Required work = Extract these lines word for word, beginning at the line that contains "Annotation task — mark the baseboard" and stopping after the line that contains "<point>711,129</point>".

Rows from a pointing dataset
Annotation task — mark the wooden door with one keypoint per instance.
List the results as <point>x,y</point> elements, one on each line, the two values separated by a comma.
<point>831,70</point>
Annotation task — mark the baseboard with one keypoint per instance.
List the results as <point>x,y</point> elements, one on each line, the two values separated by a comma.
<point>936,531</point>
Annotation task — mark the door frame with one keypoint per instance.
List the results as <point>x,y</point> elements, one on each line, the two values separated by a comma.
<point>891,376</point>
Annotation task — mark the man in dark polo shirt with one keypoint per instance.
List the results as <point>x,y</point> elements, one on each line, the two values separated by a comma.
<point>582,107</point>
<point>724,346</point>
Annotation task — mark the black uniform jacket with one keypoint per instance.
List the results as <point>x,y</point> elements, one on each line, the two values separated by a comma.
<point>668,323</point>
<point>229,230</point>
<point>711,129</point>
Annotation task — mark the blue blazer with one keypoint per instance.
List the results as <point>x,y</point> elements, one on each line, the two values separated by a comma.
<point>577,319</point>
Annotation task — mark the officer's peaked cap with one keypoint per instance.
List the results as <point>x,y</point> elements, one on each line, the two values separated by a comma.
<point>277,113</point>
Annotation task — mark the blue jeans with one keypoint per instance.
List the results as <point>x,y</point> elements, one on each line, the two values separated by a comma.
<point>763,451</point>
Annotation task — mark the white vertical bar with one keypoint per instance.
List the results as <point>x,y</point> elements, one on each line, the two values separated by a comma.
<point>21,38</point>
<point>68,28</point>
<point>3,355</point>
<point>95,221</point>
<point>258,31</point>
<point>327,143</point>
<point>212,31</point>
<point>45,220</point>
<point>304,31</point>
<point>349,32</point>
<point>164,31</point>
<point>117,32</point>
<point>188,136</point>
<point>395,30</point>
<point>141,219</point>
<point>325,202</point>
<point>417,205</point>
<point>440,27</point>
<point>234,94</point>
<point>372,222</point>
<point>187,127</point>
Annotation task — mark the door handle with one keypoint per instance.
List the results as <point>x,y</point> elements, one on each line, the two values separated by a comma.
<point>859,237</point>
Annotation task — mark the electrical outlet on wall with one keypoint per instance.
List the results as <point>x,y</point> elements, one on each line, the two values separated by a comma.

Completed exercise =
Annotation task — mark the baseboard with one keypoint per instance.
List the results as <point>x,y</point> elements, one on each line, the two values separated by a comma.
<point>936,531</point>
Annotation task — mark the door frame with one keypoint per instance.
List the results as <point>x,y</point> elements, one on each line, the two values separated by a comma.
<point>891,376</point>
Annotation task — mark the man in dark polo shirt with one keypoint per instance.
List the results as <point>x,y</point> elements, one on each line, the two values separated by a comma.
<point>582,107</point>
<point>724,346</point>
Annotation task — mark the black uniform jacket with one keypoint per instance.
List the results as <point>x,y</point> elements, one on each line, the two values separated by a comma.
<point>668,323</point>
<point>229,230</point>
<point>711,129</point>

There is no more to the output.